> Problems to solve:
A. In the forum thread below about a yorkie who prefers one owner, how does pinkpixie1588 think her dog sees her boyfriend?
B. Write the next part of the forum thread below about a yorkie who prefers one owner, starting after its last line.

> Text shown:
__________________________________________________
One of my yorkies won't have anything much to do with me. She just wants her dad. I think it's because I have to do all the bad things to her -vet, groomer, and worse of all have to be the one to bathe her. It's just not fair.


----------



## pinkpixie1588 (Oct 12, 2009)

Are you the one who does all the feeding, too? I do all of the not fun stuff like combing/bathing, etc., but I also do all the feeding, walks, and lots of playing, so she is more attached to me than everyone else. I think she knows I'm her 'sole provider' and even though my boyfriend plays with her, I think she sees him more as a 'littermate' than anything else. Maybe try to balance it out a little more..?


----------



## mss (Mar 1, 2006)
__________________________________________________
> Record extracts:
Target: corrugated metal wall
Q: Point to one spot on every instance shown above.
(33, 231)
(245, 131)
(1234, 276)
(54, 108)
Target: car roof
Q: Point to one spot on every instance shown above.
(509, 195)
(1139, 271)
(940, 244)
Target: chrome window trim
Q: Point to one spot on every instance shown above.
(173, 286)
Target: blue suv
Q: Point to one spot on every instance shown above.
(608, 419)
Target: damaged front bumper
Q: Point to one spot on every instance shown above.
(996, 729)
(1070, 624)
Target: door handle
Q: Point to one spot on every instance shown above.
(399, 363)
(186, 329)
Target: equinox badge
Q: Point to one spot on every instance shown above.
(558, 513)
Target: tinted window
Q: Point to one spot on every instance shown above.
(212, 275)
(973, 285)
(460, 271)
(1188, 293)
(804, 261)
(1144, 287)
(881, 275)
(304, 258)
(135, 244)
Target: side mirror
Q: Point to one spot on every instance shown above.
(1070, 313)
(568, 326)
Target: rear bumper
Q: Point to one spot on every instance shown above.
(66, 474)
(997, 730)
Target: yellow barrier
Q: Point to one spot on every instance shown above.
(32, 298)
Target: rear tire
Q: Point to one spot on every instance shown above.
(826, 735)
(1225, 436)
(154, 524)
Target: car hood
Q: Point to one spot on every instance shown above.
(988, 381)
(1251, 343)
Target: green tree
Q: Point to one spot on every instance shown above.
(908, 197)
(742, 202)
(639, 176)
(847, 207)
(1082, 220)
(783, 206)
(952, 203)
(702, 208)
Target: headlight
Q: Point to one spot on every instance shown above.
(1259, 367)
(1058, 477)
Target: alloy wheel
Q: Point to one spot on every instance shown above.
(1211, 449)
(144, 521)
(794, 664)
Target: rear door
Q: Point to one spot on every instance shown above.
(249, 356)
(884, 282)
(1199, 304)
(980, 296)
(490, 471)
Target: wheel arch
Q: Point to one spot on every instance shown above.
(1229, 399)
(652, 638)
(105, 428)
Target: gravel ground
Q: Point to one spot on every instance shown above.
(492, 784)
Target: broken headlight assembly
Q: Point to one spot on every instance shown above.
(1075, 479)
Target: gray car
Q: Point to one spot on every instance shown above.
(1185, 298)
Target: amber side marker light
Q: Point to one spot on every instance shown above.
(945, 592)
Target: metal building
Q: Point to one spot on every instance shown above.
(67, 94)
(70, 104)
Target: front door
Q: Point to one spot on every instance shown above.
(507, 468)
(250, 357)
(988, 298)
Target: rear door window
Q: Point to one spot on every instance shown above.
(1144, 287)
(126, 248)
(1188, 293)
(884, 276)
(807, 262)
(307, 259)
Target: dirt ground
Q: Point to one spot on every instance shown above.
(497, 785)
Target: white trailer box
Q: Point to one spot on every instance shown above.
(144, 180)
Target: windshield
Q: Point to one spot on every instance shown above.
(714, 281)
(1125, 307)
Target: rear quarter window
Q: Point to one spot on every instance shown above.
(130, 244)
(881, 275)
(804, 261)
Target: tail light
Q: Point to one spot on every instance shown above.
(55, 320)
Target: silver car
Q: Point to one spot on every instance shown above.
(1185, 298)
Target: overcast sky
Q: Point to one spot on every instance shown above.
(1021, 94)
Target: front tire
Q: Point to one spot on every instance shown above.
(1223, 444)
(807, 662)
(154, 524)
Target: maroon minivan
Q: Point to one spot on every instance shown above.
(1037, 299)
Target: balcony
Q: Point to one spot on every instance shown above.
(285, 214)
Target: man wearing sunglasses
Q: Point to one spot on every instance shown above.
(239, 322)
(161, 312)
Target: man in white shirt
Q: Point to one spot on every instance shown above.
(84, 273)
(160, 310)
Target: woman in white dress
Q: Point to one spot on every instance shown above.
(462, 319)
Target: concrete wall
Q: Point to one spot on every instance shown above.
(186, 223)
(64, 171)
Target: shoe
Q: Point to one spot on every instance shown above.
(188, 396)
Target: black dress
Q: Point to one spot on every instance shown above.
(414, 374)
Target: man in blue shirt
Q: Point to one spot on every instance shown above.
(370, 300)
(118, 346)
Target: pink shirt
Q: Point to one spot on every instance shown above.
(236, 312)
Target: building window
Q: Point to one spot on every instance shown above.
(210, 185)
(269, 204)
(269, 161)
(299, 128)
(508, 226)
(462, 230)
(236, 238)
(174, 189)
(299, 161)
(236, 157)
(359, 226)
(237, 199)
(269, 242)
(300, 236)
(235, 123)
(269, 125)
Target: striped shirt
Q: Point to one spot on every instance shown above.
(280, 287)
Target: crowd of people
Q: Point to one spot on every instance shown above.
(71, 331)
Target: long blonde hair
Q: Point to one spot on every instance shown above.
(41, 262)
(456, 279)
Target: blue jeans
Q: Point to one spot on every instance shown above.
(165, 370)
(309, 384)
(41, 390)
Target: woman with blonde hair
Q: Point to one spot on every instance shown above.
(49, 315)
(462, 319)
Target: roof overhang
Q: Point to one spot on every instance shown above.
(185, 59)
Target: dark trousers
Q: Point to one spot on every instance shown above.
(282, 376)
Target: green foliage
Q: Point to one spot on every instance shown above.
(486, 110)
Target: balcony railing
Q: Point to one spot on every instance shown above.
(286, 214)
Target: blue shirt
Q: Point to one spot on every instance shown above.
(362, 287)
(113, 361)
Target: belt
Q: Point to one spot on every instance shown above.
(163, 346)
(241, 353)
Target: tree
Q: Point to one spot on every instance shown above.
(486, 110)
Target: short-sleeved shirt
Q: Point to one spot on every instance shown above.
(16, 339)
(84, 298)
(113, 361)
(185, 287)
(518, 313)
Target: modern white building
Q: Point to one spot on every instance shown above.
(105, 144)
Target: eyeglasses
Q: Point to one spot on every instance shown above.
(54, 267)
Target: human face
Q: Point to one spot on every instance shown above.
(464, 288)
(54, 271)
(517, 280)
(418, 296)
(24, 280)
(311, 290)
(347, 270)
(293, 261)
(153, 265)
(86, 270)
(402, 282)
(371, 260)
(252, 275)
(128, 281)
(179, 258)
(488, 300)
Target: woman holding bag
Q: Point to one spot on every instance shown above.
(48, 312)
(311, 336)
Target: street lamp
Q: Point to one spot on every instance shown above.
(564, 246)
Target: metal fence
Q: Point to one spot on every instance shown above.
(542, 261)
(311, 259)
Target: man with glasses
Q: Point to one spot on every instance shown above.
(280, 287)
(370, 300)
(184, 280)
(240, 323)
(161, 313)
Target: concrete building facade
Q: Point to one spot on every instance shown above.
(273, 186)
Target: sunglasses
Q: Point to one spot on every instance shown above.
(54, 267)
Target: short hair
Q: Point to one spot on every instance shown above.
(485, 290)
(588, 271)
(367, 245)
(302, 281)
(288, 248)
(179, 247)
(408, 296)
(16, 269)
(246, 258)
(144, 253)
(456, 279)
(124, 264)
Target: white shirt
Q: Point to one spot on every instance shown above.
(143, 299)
__________________________________________________
> Answers for this exercise:
A. More as a "littermate" than anything else.

B.
I find treats help lots! :biggrin: 

My 5 year old untrained rescue has learned to sit in only 2-1/2 months, with the help of bits of cookies! :thumbsup: He used to come to me when called very willingly, but the weather has been very good the last few days, so we have to go back to work on that.

My other dogs, that I have had longer, will sometimes go out the open door, then immediately turn around and come back in so that they "earn" a treat! 

They get treats after having their eye areas cleaned, treats after a major brushing on an elevated surface. Baths are mostly done by a groomer these days.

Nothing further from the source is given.